● **DIRECTIVE 1**
Reproduce, unchanged, the lines of the listing below, from its first line through the line that contains "65,135 -> 103,199", with both of those lines included.

Influencers are the most trustful voices that could lead someone to visit your coffee shop or sign up for your product. You need to know what they are talking about and add value to the conversation.

Save time and avoid frustration

When I arrive at the office, in the morning, I open my browser and start to visit all my favorite sources of information. More often than not it happens that I get distracted with news I don’t want to read or share with my audience and when I realize it already consumed me half an hour of my news searching time.

What I need is a place where I can have all this information filtered with my business and audience interests in mind. This will also improve my focus and productivity.

How do you know it’s working?

I need to know how well my content is performing and if my audience likes what I have been sharing. I need to measure basic engagement statistics in my publications:

  • Number of clicks
  • Comments, retweets, likes, etc

These stats are more important than the mere number of followers, for example, because they talk about the true engagement the content you share is winning around the net.

I don’t want too much information. I need something concise and direct that shows me insights about the most important information about me and my audience. More than this, the tool has to be smart enough to give me conclusions about this. For example:

If I shared 10 articles with the keywords “benefits of coffee” but I didn’t have any engagement on those, then probably the content this keyword generated isn’t the best one for my audience.

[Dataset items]
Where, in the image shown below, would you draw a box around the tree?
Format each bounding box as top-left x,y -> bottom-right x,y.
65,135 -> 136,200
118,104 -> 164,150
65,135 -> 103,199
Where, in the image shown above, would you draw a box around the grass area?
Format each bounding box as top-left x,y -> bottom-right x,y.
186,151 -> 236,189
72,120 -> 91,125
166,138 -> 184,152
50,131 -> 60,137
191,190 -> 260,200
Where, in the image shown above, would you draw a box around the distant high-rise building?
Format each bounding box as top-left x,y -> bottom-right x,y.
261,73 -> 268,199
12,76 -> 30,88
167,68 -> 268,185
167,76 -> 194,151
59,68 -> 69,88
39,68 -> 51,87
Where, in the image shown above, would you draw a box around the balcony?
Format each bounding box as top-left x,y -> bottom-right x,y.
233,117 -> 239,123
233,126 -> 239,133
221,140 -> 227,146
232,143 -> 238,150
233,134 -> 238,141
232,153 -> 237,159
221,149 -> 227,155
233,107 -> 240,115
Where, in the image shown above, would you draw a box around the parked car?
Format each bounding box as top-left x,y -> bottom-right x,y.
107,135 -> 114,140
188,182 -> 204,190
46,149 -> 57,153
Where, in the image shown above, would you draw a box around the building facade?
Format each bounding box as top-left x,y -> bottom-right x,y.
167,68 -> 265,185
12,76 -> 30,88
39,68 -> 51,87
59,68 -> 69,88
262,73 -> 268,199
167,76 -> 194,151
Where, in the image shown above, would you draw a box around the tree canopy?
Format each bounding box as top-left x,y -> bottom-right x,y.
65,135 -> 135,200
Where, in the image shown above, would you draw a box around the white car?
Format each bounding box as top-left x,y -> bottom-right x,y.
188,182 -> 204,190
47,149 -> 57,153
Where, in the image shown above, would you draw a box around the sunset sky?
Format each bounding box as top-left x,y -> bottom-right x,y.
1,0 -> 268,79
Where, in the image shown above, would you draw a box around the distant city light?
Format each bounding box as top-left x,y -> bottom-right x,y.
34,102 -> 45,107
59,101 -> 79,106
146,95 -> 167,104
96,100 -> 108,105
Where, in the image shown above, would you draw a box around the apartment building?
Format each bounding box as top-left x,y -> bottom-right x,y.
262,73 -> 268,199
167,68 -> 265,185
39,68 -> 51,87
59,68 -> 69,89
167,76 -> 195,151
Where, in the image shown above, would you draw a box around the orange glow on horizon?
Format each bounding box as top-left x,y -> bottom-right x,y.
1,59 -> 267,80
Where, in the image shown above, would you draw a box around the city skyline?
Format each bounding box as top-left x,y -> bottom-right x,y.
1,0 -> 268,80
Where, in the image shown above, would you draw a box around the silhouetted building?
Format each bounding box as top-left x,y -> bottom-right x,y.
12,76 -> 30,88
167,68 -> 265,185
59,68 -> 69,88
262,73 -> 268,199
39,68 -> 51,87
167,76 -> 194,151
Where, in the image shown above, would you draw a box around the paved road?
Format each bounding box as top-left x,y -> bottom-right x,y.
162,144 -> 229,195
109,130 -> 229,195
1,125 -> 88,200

● **DIRECTIVE 2**
In the text on curating content, what does the writer do on arriving at the office in the morning?

● **WORKED ANSWER 1**
Where, in the image shown below, would you draw a box around the tree?
Format each bounding box as top-left x,y -> bottom-right x,y.
65,135 -> 136,200
118,104 -> 164,150
65,135 -> 103,199

● **WORKED ANSWER 2**
The writer opens the browser and starts to visit all of their favorite sources of information.